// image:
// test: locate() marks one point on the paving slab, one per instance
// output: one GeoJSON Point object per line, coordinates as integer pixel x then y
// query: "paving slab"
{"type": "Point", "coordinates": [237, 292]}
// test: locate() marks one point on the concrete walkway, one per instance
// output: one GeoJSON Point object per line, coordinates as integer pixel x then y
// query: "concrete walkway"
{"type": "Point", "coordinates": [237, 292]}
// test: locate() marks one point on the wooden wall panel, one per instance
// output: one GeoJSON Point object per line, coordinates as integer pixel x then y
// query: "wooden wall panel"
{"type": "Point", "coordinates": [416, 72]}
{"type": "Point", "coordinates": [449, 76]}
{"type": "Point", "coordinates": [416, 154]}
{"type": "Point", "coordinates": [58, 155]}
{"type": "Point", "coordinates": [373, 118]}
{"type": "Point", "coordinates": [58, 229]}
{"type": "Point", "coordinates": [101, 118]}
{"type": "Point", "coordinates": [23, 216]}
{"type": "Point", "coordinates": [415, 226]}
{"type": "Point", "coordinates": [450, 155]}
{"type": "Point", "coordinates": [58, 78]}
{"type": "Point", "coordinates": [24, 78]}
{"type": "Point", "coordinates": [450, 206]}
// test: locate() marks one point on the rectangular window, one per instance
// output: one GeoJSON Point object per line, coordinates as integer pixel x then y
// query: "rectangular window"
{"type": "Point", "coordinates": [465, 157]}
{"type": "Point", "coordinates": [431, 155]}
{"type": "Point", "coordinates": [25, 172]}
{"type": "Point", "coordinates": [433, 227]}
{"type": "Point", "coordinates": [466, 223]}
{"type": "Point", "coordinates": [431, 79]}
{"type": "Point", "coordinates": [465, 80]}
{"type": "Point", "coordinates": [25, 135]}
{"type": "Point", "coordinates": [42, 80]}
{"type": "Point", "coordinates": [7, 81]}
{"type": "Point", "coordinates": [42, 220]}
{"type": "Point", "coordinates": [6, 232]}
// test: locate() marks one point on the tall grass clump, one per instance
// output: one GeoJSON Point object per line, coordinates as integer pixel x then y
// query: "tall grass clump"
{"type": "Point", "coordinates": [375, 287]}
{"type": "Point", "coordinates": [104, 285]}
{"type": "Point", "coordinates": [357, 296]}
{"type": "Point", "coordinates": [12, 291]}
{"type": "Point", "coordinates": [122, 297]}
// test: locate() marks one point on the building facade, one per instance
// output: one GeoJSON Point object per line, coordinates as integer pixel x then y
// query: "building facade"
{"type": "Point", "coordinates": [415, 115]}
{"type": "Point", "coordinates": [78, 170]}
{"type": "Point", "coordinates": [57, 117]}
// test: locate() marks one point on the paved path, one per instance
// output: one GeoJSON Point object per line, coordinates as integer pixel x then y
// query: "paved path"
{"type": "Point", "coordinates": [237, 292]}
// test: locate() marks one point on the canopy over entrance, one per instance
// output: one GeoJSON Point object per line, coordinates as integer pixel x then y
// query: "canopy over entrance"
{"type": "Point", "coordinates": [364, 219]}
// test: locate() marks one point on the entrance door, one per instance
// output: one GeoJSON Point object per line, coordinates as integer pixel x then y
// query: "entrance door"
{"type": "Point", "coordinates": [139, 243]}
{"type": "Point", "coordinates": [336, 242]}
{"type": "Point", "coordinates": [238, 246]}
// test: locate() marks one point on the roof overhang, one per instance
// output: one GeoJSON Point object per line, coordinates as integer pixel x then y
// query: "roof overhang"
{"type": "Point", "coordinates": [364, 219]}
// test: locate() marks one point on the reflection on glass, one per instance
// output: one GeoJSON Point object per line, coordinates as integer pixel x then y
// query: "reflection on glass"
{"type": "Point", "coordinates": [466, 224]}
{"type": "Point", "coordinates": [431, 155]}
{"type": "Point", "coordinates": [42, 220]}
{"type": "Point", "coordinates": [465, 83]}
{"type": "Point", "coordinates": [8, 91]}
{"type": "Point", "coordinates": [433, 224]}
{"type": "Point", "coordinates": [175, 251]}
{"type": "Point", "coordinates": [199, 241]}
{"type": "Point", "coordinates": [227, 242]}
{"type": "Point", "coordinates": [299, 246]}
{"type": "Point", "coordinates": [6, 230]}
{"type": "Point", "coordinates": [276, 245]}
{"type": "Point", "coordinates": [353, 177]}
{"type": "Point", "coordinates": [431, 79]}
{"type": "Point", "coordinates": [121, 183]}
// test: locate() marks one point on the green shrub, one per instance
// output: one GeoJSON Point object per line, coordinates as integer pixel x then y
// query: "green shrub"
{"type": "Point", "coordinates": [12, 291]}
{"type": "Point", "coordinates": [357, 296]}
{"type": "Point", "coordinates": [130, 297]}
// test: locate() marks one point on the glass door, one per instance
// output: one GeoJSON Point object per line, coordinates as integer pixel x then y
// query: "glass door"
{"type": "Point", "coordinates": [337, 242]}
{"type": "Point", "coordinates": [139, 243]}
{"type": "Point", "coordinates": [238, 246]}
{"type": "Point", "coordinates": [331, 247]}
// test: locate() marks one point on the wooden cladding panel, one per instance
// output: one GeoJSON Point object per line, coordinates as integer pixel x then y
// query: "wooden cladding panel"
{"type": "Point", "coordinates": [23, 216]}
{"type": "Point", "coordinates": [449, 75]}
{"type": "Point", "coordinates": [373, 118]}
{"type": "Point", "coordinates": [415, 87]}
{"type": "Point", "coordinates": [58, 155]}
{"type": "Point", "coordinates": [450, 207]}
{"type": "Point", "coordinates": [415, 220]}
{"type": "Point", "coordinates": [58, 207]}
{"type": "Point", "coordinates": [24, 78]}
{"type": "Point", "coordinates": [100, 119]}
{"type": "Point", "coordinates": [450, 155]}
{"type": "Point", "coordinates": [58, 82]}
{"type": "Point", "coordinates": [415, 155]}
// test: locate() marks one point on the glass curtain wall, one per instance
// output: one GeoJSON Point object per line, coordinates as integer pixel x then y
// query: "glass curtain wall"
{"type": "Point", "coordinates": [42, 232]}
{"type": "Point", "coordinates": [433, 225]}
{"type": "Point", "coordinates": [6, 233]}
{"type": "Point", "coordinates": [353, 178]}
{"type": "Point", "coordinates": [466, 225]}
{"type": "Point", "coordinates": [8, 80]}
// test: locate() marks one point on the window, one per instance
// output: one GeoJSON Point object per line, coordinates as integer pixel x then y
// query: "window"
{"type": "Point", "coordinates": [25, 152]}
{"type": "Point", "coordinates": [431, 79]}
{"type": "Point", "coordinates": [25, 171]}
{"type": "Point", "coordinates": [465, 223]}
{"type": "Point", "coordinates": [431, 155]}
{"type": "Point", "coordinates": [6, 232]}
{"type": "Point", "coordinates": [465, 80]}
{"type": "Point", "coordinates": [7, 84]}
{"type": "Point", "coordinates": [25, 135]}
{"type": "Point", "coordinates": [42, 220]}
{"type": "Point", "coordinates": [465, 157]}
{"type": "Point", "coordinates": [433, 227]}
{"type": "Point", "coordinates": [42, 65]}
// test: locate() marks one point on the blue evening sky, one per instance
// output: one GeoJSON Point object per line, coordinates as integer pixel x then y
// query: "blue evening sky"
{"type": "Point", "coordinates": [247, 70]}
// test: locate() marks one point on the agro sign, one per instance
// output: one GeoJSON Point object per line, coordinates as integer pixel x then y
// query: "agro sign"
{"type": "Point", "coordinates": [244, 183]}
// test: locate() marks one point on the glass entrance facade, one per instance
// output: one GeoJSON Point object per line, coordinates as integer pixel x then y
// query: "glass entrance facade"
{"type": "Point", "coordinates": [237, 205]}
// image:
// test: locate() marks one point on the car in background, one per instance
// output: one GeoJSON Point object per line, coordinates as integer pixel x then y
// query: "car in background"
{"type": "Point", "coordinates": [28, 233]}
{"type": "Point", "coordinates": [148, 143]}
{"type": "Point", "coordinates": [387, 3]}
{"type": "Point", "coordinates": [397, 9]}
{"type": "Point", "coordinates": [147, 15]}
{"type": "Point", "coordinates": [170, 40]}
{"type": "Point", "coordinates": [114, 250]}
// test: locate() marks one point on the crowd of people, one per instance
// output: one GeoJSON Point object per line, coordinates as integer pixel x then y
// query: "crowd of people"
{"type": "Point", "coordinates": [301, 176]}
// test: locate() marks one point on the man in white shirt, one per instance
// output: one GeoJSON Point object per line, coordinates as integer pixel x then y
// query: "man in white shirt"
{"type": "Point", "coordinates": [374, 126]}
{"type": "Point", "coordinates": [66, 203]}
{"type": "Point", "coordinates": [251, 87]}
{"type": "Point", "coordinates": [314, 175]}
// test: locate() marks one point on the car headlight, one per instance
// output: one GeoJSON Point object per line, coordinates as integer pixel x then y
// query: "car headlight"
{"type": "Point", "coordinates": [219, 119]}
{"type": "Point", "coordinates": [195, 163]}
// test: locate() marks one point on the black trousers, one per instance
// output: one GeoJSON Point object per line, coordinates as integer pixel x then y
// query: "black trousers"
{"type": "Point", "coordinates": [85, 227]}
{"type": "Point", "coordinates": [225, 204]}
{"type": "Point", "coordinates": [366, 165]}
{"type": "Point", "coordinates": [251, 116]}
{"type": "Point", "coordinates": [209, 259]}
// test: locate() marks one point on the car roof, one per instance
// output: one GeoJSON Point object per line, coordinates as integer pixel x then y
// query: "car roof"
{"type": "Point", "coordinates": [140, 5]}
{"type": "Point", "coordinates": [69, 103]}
==================================================
(YOUR TASK):
Repeat word for word from the line holding "roof, one per instance" down to the last line above, including both.

(RESPONSE BELOW):
// test: locate() marks one point on the car roof, one per instance
// output: one GeoJSON Point object per line, coordinates as integer pixel x then y
// query: "car roof"
{"type": "Point", "coordinates": [140, 5]}
{"type": "Point", "coordinates": [69, 103]}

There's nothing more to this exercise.